Lines of data:

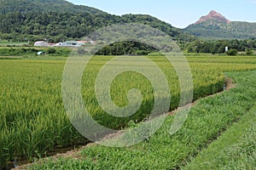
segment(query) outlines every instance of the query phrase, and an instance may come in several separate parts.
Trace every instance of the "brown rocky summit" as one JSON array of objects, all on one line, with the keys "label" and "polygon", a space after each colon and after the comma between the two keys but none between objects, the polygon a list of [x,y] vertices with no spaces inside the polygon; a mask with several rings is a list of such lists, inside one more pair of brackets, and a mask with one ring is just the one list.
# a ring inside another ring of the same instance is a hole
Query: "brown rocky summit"
[{"label": "brown rocky summit", "polygon": [[224,16],[223,16],[222,14],[220,14],[219,13],[218,13],[214,10],[212,10],[209,13],[209,14],[207,14],[207,16],[201,17],[201,19],[197,22],[195,22],[195,24],[200,24],[200,23],[205,22],[205,21],[209,20],[219,20],[221,22],[225,22],[227,24],[230,23],[230,20],[226,19]]}]

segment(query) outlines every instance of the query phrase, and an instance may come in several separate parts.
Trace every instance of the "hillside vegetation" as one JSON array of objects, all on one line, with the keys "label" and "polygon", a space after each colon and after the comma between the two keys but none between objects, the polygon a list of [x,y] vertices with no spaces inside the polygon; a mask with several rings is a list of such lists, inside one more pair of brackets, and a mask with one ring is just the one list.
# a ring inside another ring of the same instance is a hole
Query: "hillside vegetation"
[{"label": "hillside vegetation", "polygon": [[195,39],[150,15],[117,16],[63,0],[0,2],[0,39],[4,40],[34,42],[47,39],[57,42],[79,39],[109,25],[131,22],[158,28],[178,42]]}]

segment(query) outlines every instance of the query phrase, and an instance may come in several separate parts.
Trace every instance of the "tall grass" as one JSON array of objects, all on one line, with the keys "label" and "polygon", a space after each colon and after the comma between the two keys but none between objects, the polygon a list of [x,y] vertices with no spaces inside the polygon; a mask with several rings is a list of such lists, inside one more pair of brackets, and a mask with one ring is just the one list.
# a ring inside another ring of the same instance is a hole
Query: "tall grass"
[{"label": "tall grass", "polygon": [[[144,77],[125,73],[113,83],[113,101],[125,105],[127,90],[137,88],[144,94],[143,105],[134,116],[127,118],[118,119],[106,114],[95,97],[94,82],[99,69],[111,57],[96,56],[90,62],[83,76],[82,93],[92,116],[104,126],[118,128],[131,120],[145,118],[152,109],[154,96],[152,87]],[[175,109],[179,102],[175,71],[165,60],[160,57],[150,59],[166,74],[172,92],[170,110]],[[223,71],[255,69],[255,58],[247,59],[247,63],[230,63],[230,58],[212,60],[189,59],[195,83],[194,99],[221,90],[224,78]],[[53,60],[0,61],[0,168],[5,167],[8,161],[20,157],[32,161],[38,154],[45,155],[56,147],[86,142],[65,113],[61,91],[64,65],[63,60]]]}]

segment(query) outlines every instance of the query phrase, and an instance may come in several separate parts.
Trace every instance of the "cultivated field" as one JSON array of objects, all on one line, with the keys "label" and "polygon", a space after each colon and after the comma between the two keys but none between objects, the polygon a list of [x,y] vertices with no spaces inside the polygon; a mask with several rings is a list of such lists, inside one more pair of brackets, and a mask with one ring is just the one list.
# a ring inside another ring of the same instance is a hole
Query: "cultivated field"
[{"label": "cultivated field", "polygon": [[[154,105],[154,92],[150,82],[142,75],[123,73],[112,84],[113,101],[125,106],[129,89],[137,88],[143,95],[141,108],[125,118],[106,114],[96,98],[95,80],[102,66],[112,58],[95,56],[89,62],[83,75],[82,94],[85,106],[95,120],[105,127],[119,129],[149,115]],[[180,87],[173,67],[163,57],[148,59],[165,73],[172,94],[170,110],[176,109]],[[223,90],[225,74],[237,82],[237,88],[217,98],[200,101],[192,109],[184,127],[174,136],[168,133],[173,120],[170,116],[149,141],[126,149],[90,147],[80,156],[83,163],[61,159],[57,161],[58,165],[67,162],[67,168],[107,169],[170,169],[185,166],[192,156],[198,155],[221,132],[243,116],[254,105],[256,95],[255,71],[253,71],[256,69],[256,57],[189,56],[187,60],[193,75],[194,100]],[[72,126],[65,112],[61,98],[65,62],[65,59],[60,58],[0,60],[0,168],[8,162],[33,161],[33,157],[47,156],[56,148],[88,142]],[[128,63],[116,65],[129,65]],[[50,167],[52,162],[43,167]],[[197,158],[192,162],[197,162],[202,161]]]}]

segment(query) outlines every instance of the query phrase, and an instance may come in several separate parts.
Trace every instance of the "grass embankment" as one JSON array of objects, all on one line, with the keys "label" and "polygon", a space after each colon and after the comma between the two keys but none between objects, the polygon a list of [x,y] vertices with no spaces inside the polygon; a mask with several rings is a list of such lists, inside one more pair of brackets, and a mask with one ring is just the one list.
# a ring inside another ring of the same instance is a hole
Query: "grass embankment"
[{"label": "grass embankment", "polygon": [[[55,57],[54,57],[55,58]],[[99,70],[112,57],[93,58],[85,69],[82,94],[93,118],[112,128],[131,120],[143,120],[152,110],[152,87],[141,75],[124,73],[113,82],[113,100],[127,105],[127,91],[139,89],[143,98],[141,109],[131,117],[110,116],[99,106],[94,82]],[[170,108],[178,105],[178,85],[170,63],[150,57],[165,73],[172,92]],[[194,99],[223,88],[224,71],[255,69],[255,57],[189,57],[195,85]],[[61,77],[65,60],[0,60],[0,167],[20,158],[47,156],[55,148],[84,144],[85,139],[70,123],[61,99]],[[216,104],[218,105],[218,104]],[[88,140],[85,140],[88,141]],[[0,167],[0,168],[1,168]]]},{"label": "grass embankment", "polygon": [[[182,128],[172,136],[169,131],[173,116],[169,116],[152,138],[139,144],[128,148],[93,145],[75,157],[73,155],[72,157],[42,160],[31,165],[29,169],[173,169],[183,167],[196,156],[191,163],[195,169],[201,169],[196,163],[205,162],[205,160],[220,163],[215,167],[218,168],[229,167],[226,162],[234,162],[231,165],[234,167],[243,167],[245,162],[255,160],[255,125],[253,125],[255,118],[250,119],[255,116],[255,107],[251,110],[256,98],[255,74],[256,71],[229,73],[235,80],[236,88],[200,100],[191,109]],[[237,128],[245,128],[242,137],[240,137],[242,130]],[[226,129],[229,130],[224,133]],[[224,136],[218,138],[221,134]],[[237,144],[230,145],[232,144]],[[212,152],[218,146],[219,148]],[[207,149],[201,151],[205,148]],[[218,150],[223,152],[218,153]],[[207,154],[206,157],[204,154]],[[253,162],[245,167],[253,166]]]},{"label": "grass embankment", "polygon": [[256,105],[182,169],[255,169]]}]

**What to do**
Count the lines in the records above that contain the word "brown", and reply with the number only.

**Response to this task**
3